++++ SUPPLIED ENTRIES ++++
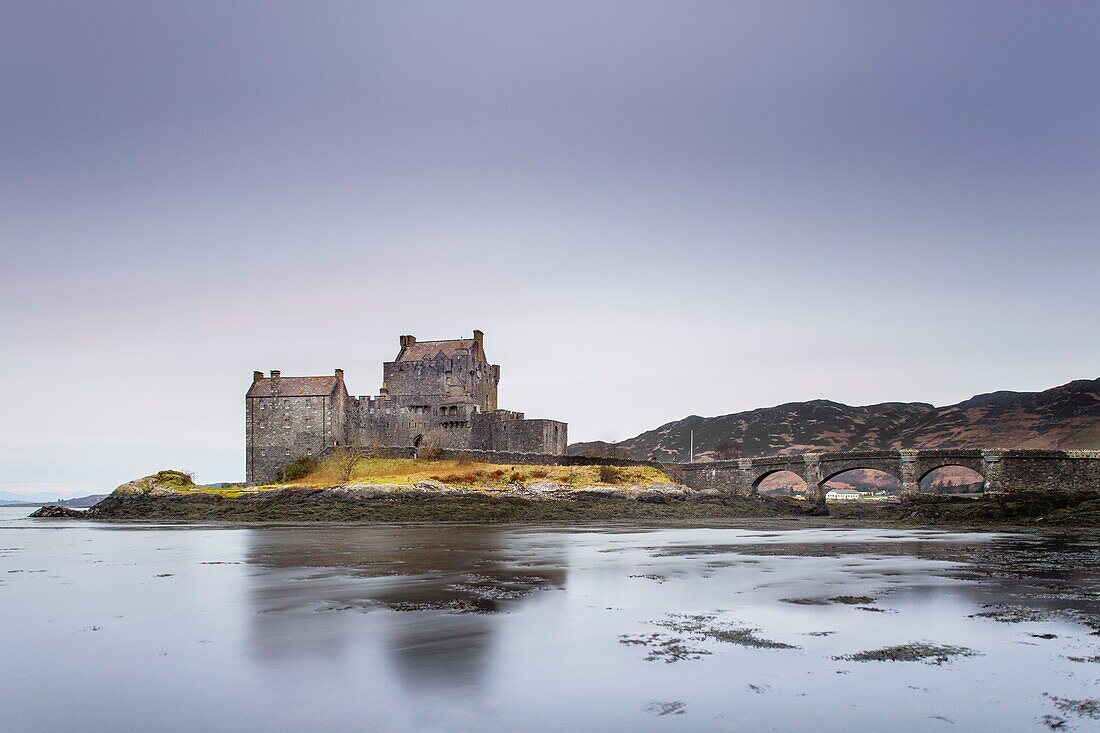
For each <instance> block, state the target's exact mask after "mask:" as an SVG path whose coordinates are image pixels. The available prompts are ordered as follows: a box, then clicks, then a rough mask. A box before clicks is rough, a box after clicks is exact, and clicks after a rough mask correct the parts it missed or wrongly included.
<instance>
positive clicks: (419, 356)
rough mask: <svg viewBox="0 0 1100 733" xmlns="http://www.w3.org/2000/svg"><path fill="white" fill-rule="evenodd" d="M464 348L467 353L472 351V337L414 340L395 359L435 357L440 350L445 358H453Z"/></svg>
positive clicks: (422, 358) (400, 359) (472, 339)
mask: <svg viewBox="0 0 1100 733" xmlns="http://www.w3.org/2000/svg"><path fill="white" fill-rule="evenodd" d="M461 349H465V350H466V352H467V353H473V351H474V340H473V339H451V340H449V341H414V342H412V343H410V344H408V346H407V347H405V348H404V349H401V352H400V353H399V354H397V359H395V361H420V360H421V359H423V358H425V357H428V358H430V359H434V358H436V354H438V353H439V352H440V351H442V352H443V357H445V358H447V359H453V358H454V354H455V352H458V351H459V350H461Z"/></svg>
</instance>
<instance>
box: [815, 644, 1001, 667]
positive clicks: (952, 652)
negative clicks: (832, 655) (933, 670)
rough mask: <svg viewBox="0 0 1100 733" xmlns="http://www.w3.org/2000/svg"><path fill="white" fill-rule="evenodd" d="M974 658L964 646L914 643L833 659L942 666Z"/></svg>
mask: <svg viewBox="0 0 1100 733" xmlns="http://www.w3.org/2000/svg"><path fill="white" fill-rule="evenodd" d="M976 656H979V654H978V652H975V650H974V649H969V648H967V647H965V646H952V645H949V644H928V643H927V642H914V643H912V644H899V645H898V646H887V647H882V648H881V649H871V650H869V652H859V653H857V654H849V655H847V656H844V657H833V658H834V659H843V660H846V661H924V663H926V664H930V665H942V664H945V663H947V661H950V660H952V659H955V658H956V657H976Z"/></svg>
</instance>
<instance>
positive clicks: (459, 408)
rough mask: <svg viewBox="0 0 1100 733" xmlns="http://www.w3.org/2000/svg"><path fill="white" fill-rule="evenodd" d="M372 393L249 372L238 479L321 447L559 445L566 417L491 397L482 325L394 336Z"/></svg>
mask: <svg viewBox="0 0 1100 733" xmlns="http://www.w3.org/2000/svg"><path fill="white" fill-rule="evenodd" d="M382 372H383V382H382V389H381V390H379V391H378V394H377V395H373V396H361V397H352V396H350V395H349V394H348V390H346V387H345V386H344V381H343V371H342V370H339V369H338V370H335V373H334V375H333V376H283V375H282V374H281V373H279V372H278V371H272V372H271V375H270V376H264V375H263V373H262V372H253V378H252V386H251V387H250V389H249V391H248V394H246V396H245V480H246V482H248V483H250V484H256V483H268V482H272V481H276V480H278V478H279V473H281V472H282V470H283V469H284V468H285V467H286V466H287V464H288V463H290V462H292V461H294V460H296V459H297V458H301V457H305V456H316V455H318V453H320V452H321V451H322V450H324V449H327V448H333V447H337V448H339V447H344V446H346V447H351V448H362V449H372V448H373V449H382V448H398V447H409V448H427V447H429V446H430V447H434V448H440V449H448V450H463V449H467V450H492V451H509V452H516V453H543V455H557V456H560V455H563V453H564V452H565V446H566V444H568V434H566V425H565V423H561V422H558V420H550V419H528V418H526V417H525V415H524V414H522V413H517V412H513V411H507V409H499V408H498V407H497V384H498V383H499V381H500V368H499V365H497V364H491V363H489V362H488V360H487V359H486V357H485V348H484V335H483V333H482V332H481V331H477V330H475V331H474V332H473V338H471V339H451V340H445V341H417V339H416V337H414V336H401V337H400V350H399V351H398V353H397V357H396V359H394V361H390V362H386V363H384V364H383V368H382Z"/></svg>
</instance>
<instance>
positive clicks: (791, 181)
mask: <svg viewBox="0 0 1100 733" xmlns="http://www.w3.org/2000/svg"><path fill="white" fill-rule="evenodd" d="M1098 37H1100V3H1097V2H1095V1H1089V2H1057V3H1051V2H1007V1H1002V0H998V1H996V2H970V3H965V2H958V1H954V0H953V1H950V2H931V1H926V0H923V1H922V2H883V1H882V0H872V1H869V2H817V1H816V0H815V1H812V2H777V1H775V0H767V1H761V2H728V1H725V2H714V3H707V2H636V1H631V2H594V1H592V0H584V1H583V2H572V3H571V2H552V3H535V2H508V3H503V2H502V3H477V2H461V3H434V2H433V3H418V2H409V1H407V0H401V1H400V2H387V3H371V2H362V1H356V2H348V3H340V2H326V3H315V2H301V3H272V2H263V3H250V2H233V3H222V2H193V1H187V2H177V3H173V2H144V1H136V0H135V1H133V2H88V1H87V0H81V1H79V2H70V3H69V2H46V1H44V0H35V1H34V2H4V3H2V4H0V245H2V267H0V348H2V359H0V398H2V404H3V407H2V408H0V415H2V416H3V417H4V419H3V420H0V491H47V492H57V493H65V494H69V493H85V492H87V491H92V490H96V491H101V490H109V489H112V488H113V486H114V485H117V484H118V483H120V482H122V481H124V480H128V479H130V478H133V477H136V475H142V474H144V473H149V472H151V471H153V470H156V469H160V468H165V467H178V468H183V469H186V470H193V471H196V472H197V474H198V479H199V480H202V481H232V480H241V479H243V472H244V471H243V469H244V452H243V434H244V425H243V423H244V419H243V395H244V391H245V389H246V387H248V385H249V383H250V381H251V373H252V370H254V369H260V370H270V369H282V370H283V373H284V374H328V373H331V370H332V369H333V368H338V366H339V368H343V369H344V370H345V371H346V381H348V385H349V389H350V390H351V391H352V393H353V394H374V393H375V392H376V391H377V387H378V384H379V381H381V374H382V366H381V364H382V362H383V361H385V360H390V359H393V358H394V357H395V354H396V352H397V337H398V335H400V333H414V335H416V336H417V337H418V338H421V339H441V338H458V337H463V336H466V335H469V333H470V331H471V330H472V329H474V328H480V329H482V330H484V331H485V343H486V350H487V353H488V357H489V359H491V360H492V361H494V362H496V363H499V364H502V383H500V405H502V406H504V407H508V408H514V409H520V411H526V412H527V414H528V415H529V416H532V417H554V418H559V419H563V420H568V422H569V424H570V437H571V439H572V440H590V439H596V438H602V439H623V438H626V437H630V436H632V435H636V434H637V433H639V431H641V430H645V429H649V428H652V427H656V426H658V425H660V424H662V423H665V422H669V420H672V419H676V418H680V417H684V416H686V415H690V414H700V415H720V414H726V413H730V412H736V411H742V409H750V408H753V407H761V406H768V405H773V404H779V403H783V402H791V401H801V400H810V398H815V397H826V398H832V400H836V401H839V402H845V403H848V404H869V403H877V402H886V401H923V402H932V403H934V404H948V403H954V402H958V401H960V400H964V398H966V397H969V396H970V395H972V394H975V393H981V392H989V391H993V390H1000V389H1010V390H1029V391H1034V390H1042V389H1046V387H1049V386H1053V385H1056V384H1060V383H1064V382H1067V381H1069V380H1073V379H1079V378H1090V379H1091V378H1096V376H1097V375H1098V373H1100V368H1098V364H1100V338H1098V333H1100V308H1098V298H1100V296H1098V283H1100V276H1098V275H1100V43H1098Z"/></svg>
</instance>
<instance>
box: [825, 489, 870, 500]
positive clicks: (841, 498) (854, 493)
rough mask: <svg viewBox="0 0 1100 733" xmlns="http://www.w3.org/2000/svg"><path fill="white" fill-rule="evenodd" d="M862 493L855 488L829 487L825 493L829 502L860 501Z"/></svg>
mask: <svg viewBox="0 0 1100 733" xmlns="http://www.w3.org/2000/svg"><path fill="white" fill-rule="evenodd" d="M861 496H862V494H861V493H860V492H858V491H856V490H855V489H829V490H828V491H827V492H826V493H825V501H827V502H855V501H859V499H860V497H861Z"/></svg>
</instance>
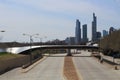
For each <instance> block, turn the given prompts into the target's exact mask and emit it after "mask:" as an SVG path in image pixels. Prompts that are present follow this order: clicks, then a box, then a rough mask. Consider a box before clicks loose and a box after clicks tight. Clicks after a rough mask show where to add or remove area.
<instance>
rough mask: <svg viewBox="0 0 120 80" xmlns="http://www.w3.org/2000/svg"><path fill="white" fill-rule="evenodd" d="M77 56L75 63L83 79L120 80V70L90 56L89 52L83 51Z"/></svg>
mask: <svg viewBox="0 0 120 80" xmlns="http://www.w3.org/2000/svg"><path fill="white" fill-rule="evenodd" d="M76 56H77V57H74V63H75V65H76V68H77V71H78V73H80V75H81V76H82V79H83V80H120V70H114V69H111V68H108V67H107V66H106V65H103V64H101V63H100V62H98V61H97V60H96V59H94V58H93V57H89V56H90V53H89V52H86V51H81V54H77V55H76ZM78 56H80V57H78ZM84 56H86V57H84ZM87 56H88V57H87Z"/></svg>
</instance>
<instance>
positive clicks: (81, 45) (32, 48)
mask: <svg viewBox="0 0 120 80" xmlns="http://www.w3.org/2000/svg"><path fill="white" fill-rule="evenodd" d="M38 49H39V50H42V49H99V47H97V46H86V45H42V46H25V47H12V48H7V49H4V50H3V51H4V52H10V53H13V54H19V53H21V52H24V51H30V50H31V51H33V50H38Z"/></svg>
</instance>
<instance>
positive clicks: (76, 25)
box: [75, 19, 81, 44]
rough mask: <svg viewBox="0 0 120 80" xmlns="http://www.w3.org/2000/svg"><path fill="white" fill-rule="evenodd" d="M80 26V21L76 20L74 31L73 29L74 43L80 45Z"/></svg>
mask: <svg viewBox="0 0 120 80" xmlns="http://www.w3.org/2000/svg"><path fill="white" fill-rule="evenodd" d="M80 26H81V24H80V21H79V20H78V19H77V20H76V29H75V43H76V44H80V42H81V28H80Z"/></svg>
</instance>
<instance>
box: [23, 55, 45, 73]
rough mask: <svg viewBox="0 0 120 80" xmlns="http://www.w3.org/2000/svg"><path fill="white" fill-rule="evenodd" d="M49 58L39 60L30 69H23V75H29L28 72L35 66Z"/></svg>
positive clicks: (44, 57) (42, 58) (29, 68)
mask: <svg viewBox="0 0 120 80" xmlns="http://www.w3.org/2000/svg"><path fill="white" fill-rule="evenodd" d="M46 58H47V57H43V58H42V59H40V60H38V61H37V62H35V63H33V64H32V65H31V66H29V67H28V68H25V69H21V72H22V73H27V72H28V71H30V70H31V69H33V68H34V67H35V66H37V65H38V64H39V63H40V62H42V61H44V60H45V59H46Z"/></svg>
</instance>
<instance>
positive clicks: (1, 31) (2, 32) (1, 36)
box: [0, 30, 5, 39]
mask: <svg viewBox="0 0 120 80" xmlns="http://www.w3.org/2000/svg"><path fill="white" fill-rule="evenodd" d="M0 32H2V33H3V32H5V31H4V30H0ZM1 37H2V36H1ZM1 39H2V38H1Z"/></svg>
++++
**EXERCISE:** All that belongs in the answer is the run of lines above from the line containing "658L964 646L914 643L833" through the line containing "positive clicks: (459, 408)", exactly as written.

**ANSWER SECTION:**
rough mask: <svg viewBox="0 0 1100 733" xmlns="http://www.w3.org/2000/svg"><path fill="white" fill-rule="evenodd" d="M974 658L964 646L914 643L833 659L942 666Z"/></svg>
mask: <svg viewBox="0 0 1100 733" xmlns="http://www.w3.org/2000/svg"><path fill="white" fill-rule="evenodd" d="M976 656H979V654H978V652H975V650H974V649H969V648H967V647H965V646H952V645H949V644H928V643H927V642H914V643H912V644H899V645H898V646H887V647H882V648H881V649H871V650H869V652H859V653H857V654H849V655H847V656H844V657H833V658H834V659H843V660H846V661H924V663H926V664H930V665H942V664H945V663H947V661H950V660H952V659H955V658H956V657H976Z"/></svg>
</instance>
<instance>
positive clicks: (459, 408)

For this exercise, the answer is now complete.